Passage for review
The A-35 anti-ballistic missile system was a Soviet military anti-ballistic missile (ABM) system deployed around Moscow to intercept enemy ballistic missiles targeting the city or its surrounding areas. The A-35 was the only Soviet ABM system allowed under the 1972 Anti-Ballistic Missile Treaty. In development as of the 1960s and in operation from June 1972 until the 1990s, it featured the nuclear-armed A350 exoatmospheric interceptor missile. The A-35 was supported by two Dunay radars (NATO reporting names: Cat House and Dog House) and the Soviet early warning system. It was followed by the A-135 in the early 1990s.

==System A==
The first Soviet anti-ballistic missile system was System A, which began development at Sary Shagan's Test Range A in July 1956, followed by testing starting in 1959. System A used the V-1000 missile to intercept enemy missiles. First launch of the V-1000 took place on 11 October 1957; its first successful intercept occurred on 4 March 1961, when it intercepted an R-12 missile launched from the Kapustin Yar site.

Dataset extract
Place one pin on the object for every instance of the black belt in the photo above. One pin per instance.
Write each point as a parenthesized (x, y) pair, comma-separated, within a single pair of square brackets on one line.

Exercise tasks
1. In the A-35 text, on what date did the V-1000 missile make its first successful intercept?
2. In the A-35 text, rename "Dunay" to "Danube" in the part that opens with the words containing "The A-35 anti-ballistic" and closes with "the early 1990s.".

Solutions to the problems
1. 4 March 1961

2.
The A-35 anti-ballistic missile system was a Soviet military anti-ballistic missile (ABM) system deployed around Moscow to intercept enemy ballistic missiles targeting the city or its surrounding areas. The A-35 was the only Soviet ABM system allowed under the 1972 Anti-Ballistic Missile Treaty. In development as of the 1960s and in operation from June 1972 until the 1990s, it featured the nuclear-armed A350 exoatmospheric interceptor missile. The A-35 was supported by two Danube radars (NATO reporting names: Cat House and Dog House) and the Soviet early warning system. It was followed by the A-135 in the early 1990s.